== Short problem ==
Every record that follows should be printed verbatim.
◇ ◇ ◇
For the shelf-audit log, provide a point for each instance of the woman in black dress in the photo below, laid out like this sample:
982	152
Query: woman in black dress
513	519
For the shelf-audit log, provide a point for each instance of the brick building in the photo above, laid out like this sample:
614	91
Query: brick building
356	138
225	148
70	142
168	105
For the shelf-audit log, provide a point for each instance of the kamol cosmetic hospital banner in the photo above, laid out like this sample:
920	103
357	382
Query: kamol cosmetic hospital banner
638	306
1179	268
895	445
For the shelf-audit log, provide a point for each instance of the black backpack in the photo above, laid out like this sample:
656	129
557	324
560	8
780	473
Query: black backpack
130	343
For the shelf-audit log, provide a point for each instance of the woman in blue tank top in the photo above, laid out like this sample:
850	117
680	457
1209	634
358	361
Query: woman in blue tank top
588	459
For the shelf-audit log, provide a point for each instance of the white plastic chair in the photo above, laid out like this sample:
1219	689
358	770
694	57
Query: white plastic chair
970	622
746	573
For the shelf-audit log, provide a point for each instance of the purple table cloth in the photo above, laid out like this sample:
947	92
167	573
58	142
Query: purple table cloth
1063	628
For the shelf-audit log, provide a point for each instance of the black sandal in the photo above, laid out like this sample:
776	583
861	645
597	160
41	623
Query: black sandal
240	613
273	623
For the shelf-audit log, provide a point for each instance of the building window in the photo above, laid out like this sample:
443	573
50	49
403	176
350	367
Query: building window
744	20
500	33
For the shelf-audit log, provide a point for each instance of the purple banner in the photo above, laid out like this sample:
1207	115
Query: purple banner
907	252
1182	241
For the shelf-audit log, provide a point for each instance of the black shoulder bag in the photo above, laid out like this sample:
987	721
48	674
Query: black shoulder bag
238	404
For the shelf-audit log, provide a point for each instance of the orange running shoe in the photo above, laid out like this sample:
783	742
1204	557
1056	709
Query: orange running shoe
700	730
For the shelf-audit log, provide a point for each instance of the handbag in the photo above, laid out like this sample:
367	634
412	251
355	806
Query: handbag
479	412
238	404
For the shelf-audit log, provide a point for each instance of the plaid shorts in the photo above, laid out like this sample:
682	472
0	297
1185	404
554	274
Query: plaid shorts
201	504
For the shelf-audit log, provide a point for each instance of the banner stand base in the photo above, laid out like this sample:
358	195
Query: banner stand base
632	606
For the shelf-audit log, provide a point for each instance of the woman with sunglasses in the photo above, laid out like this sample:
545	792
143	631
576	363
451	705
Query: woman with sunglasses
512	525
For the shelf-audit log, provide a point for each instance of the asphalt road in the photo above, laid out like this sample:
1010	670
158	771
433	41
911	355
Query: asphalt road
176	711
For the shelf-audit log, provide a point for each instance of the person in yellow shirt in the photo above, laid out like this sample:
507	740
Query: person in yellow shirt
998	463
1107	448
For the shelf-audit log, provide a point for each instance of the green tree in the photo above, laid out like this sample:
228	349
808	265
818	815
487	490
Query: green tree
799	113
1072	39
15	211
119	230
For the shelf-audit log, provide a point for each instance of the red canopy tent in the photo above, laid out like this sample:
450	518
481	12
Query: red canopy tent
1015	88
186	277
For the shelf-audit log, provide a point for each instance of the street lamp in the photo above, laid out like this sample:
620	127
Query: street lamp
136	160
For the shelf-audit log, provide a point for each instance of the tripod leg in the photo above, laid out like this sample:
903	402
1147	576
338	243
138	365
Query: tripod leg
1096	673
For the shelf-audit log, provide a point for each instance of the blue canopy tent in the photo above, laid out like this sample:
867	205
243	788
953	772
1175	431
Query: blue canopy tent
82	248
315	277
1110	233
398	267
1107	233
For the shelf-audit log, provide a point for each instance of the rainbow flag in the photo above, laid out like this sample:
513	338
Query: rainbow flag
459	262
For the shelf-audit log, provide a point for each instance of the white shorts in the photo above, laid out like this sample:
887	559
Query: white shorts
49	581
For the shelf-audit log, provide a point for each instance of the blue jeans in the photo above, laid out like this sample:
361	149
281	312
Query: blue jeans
◇ ◇ ◇
== Written answer ==
For the shelf-audit log, provide a point for each instance of the woman in black dress in the photo below, laid out like this sample:
982	152
Query: woman in black dress
513	519
For the shelf-audit log, provide a point for each instance of the brick building in the photo above, laid out like this sample:
614	91
Query: brick building
356	138
225	148
70	142
168	105
For the shelf-audit log, provide a point for each instance of the kamol cosmetic hospital banner in the photo above, laid out like this sample:
920	103
357	382
Query: kamol cosmetic hospital banner
638	306
1179	268
895	445
For the shelf-audit log, provide a point for each instance of the black backpack in the photo above, laid out like this sample:
656	129
557	324
560	8
780	473
Query: black backpack
130	343
For the shelf-audit log, provide a point for each instance of the woman in blue tank top in the photo above, laid out like this sample:
850	117
680	457
1209	634
358	361
Query: woman in blue tank top
588	459
For the shelf-audit log, provide a point for each instance of the white plastic chair in the photo above, laid out like this sample:
1219	689
358	770
694	57
Query: white plastic chair
970	622
746	573
For the shelf-audit log, provide a point for each instance of the purple table cloth in the photo above, laid out like this sample:
947	92
167	573
58	142
Query: purple table cloth
1063	628
For the shelf-audit log, provide a point for each instance of the black sandal in the photo above, laid out like this sample:
776	583
861	645
597	160
41	623
Query: black sandal
240	613
273	623
For the shelf-audit log, provide a point for each instance of the building window in the photo above, laid out like this sample:
443	573
50	49
403	176
350	367
Query: building window
744	20
500	33
For the shelf-audit log, provide a point for each instance of the purple banner in the photo above, laid out like this sample:
1207	115
Query: purple banner
907	252
1182	241
For the shelf-audit log, provide a point for each instance of the black shoulder bag in the photo above, laid out like this sample:
987	721
48	674
Query: black shoulder bag
238	404
For the shelf-audit log, provide a point for each instance of the orange running shoe in the photo above, laid out like this sample:
783	742
1204	557
1056	709
Query: orange running shoe
700	730
For the shelf-audit log, provide a point for each instance of the handbag in the photo above, laid out like this sample:
367	634
412	251
355	806
Query: handbag
479	412
238	404
For the shelf-audit log, provide a point for each instance of the plaid shorts in the photo above, laid out like this sample:
682	472
0	297
1185	404
554	274
Query: plaid shorts
201	504
For the shelf-audit log, provide a point for each instance of the banner stand base in the photo above, laid out like this sample:
358	195
Query: banner stand base
632	606
For the shelf-audit log, provide a point for each instance of the woman with sunglasses in the photo above, laid out like this sample:
545	792
143	631
576	363
451	705
Query: woman with sunglasses
512	525
For the shelf-audit log, provide a point for each instance of the asphalt road in the photo above, laid out like this sample:
1010	670
158	771
433	41
911	355
Query: asphalt road
176	711
For the shelf-audit log, provide a point for each instance of the person in yellow shirt in the photo above, laid out like this sample:
507	740
Query: person in yellow shirt
998	463
1107	448
For the shelf-audit log, provide a point for each instance of the green tree in the photo above, laid out like this sample:
228	349
808	265
818	815
487	490
Query: green tree
799	113
1072	39
15	211
119	230
For the shelf-audit log, provide a point for each instance of the red canopy tent in the photo above, laid out like this sample:
450	518
481	12
Query: red canopy tent
1015	88
186	277
For the shelf-audit log, provide a point for each instance of the street lamp in the photo above, laid out like this sample:
620	127
Query: street lamp
136	160
For the shelf-audit log, provide a point for each instance of the tripod leg in the photo above, laid out like this sample:
903	402
1147	576
338	243
138	365
Query: tripod leg
1096	673
For the shelf-audit log, provide a point for each instance of the blue canopy tent in the photo above, laid out like this sample:
867	205
243	788
953	772
1175	431
Query: blue canopy tent
82	248
315	277
1110	233
398	267
1107	233
For the shelf-audit log, provide a point for each instance of the rainbow flag in the photo above, laid out like this sample:
513	338
Query: rainbow flag
459	262
For the shelf-audit log, provide a point for each instance of the white shorts in the photo above, laid out like this sample:
887	559
Query: white shorts
49	581
For the shelf-audit log, provide a point for each instance of the blue jeans in the photo above, laid out like this sample:
361	149
281	312
Query: blue jeans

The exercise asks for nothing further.